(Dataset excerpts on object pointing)
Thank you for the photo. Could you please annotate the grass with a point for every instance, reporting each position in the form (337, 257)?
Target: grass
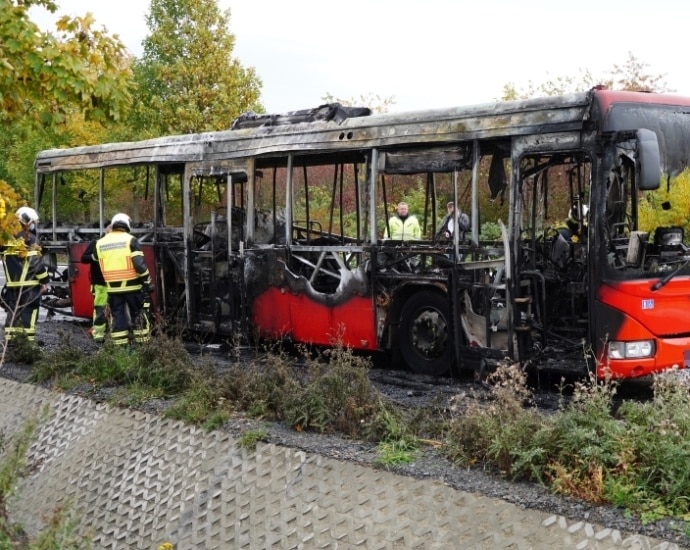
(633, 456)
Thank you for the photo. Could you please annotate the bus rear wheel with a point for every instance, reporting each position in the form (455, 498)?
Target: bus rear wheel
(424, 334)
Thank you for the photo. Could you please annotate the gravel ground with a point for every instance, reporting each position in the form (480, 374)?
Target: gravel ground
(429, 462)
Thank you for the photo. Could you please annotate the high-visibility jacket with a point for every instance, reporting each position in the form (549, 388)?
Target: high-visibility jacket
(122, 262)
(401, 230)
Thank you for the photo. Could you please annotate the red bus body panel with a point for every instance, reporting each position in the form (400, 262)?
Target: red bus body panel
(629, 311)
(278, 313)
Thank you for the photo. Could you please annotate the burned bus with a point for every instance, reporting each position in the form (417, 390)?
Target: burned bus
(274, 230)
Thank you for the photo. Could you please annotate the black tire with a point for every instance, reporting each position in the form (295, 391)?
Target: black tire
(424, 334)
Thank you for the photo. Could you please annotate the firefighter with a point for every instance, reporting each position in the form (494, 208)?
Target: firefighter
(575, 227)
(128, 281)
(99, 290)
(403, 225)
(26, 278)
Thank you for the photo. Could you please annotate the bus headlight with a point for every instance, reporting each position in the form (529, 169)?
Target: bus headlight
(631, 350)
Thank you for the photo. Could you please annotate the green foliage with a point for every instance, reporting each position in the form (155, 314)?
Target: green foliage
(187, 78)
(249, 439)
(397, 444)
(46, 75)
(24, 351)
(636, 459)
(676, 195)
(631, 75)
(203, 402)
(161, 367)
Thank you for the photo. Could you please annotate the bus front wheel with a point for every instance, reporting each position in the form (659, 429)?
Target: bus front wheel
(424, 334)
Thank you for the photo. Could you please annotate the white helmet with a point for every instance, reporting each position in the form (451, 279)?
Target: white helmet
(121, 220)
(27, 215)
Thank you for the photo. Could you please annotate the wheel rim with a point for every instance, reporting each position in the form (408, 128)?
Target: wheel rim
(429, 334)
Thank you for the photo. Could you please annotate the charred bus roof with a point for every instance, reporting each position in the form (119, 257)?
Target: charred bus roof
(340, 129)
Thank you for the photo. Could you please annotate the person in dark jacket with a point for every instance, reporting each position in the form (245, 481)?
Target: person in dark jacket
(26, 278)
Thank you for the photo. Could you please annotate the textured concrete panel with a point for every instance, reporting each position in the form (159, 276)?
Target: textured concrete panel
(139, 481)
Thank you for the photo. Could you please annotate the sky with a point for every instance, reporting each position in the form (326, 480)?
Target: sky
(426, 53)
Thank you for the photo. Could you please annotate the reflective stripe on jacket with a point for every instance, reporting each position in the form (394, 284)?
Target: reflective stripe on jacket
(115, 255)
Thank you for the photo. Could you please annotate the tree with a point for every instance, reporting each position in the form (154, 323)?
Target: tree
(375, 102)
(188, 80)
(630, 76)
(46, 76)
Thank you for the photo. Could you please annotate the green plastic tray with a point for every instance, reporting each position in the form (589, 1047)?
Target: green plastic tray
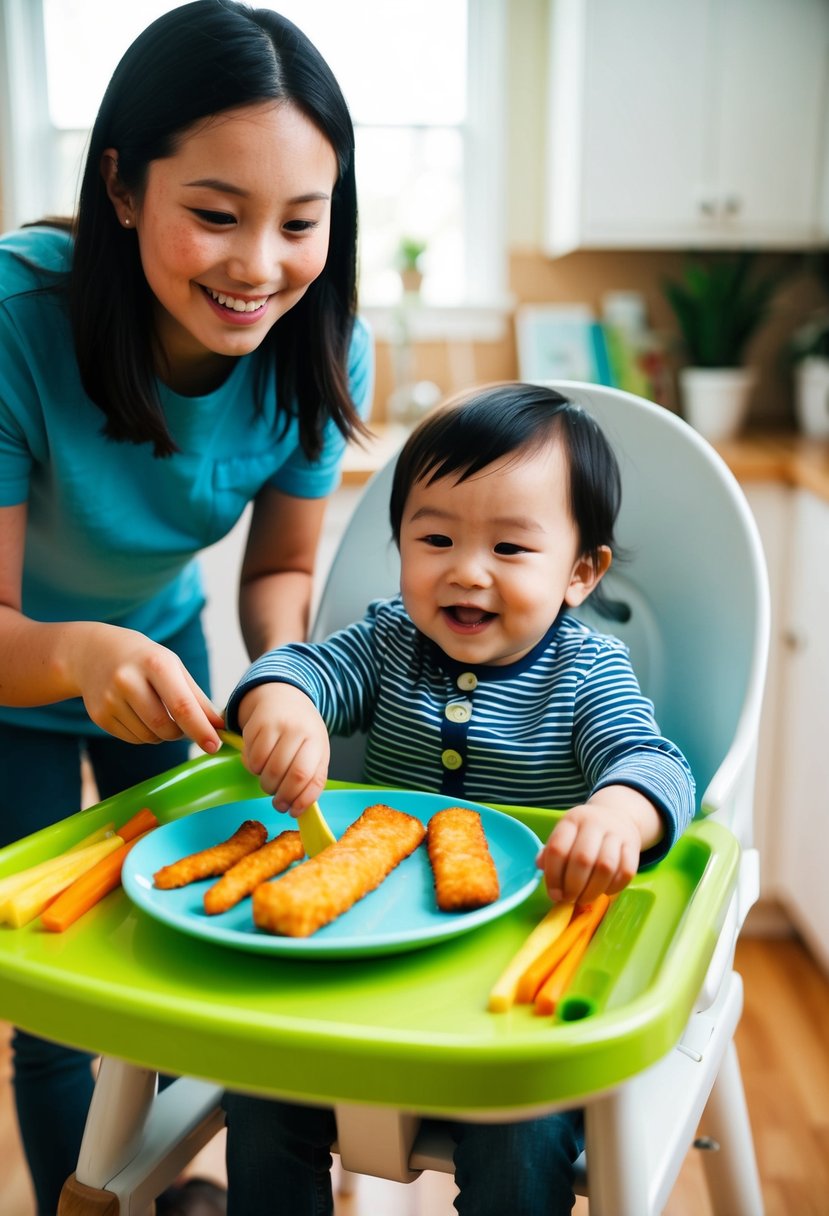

> [Direction] Copy out the stretch of the records from the line containing "Thank you for the photo. Could you please annotate the textured" through the end of the records, leaving out the pictures.

> [Solution to this exercise]
Thank you for the photo. Could you please annotate the textured concrete panel with a point for every instance, reporting each position in the form (159, 276)?
Target: textured concrete panel
(139, 481)
Thank you for the photo. Could you please annotate the sky with a point for every instance, reporting each position in the form (326, 480)?
Target: sky
(426, 53)
Thank you for the photo. Could you please annotate the reflective stripe on jacket with a point for every instance, reporting each position in the form (394, 284)?
Target: reflective stripe on jacket
(115, 255)
Thank you for the photo. Could you please annotate the tree with a point for every instance, reporting each position in the form (154, 323)?
Target: tree
(375, 102)
(188, 80)
(630, 76)
(46, 76)
Thank you for the photo. Could you please annotate the green plastic tray with a point for every instance, reporting each position in the form (589, 1047)?
Target: green plastic tray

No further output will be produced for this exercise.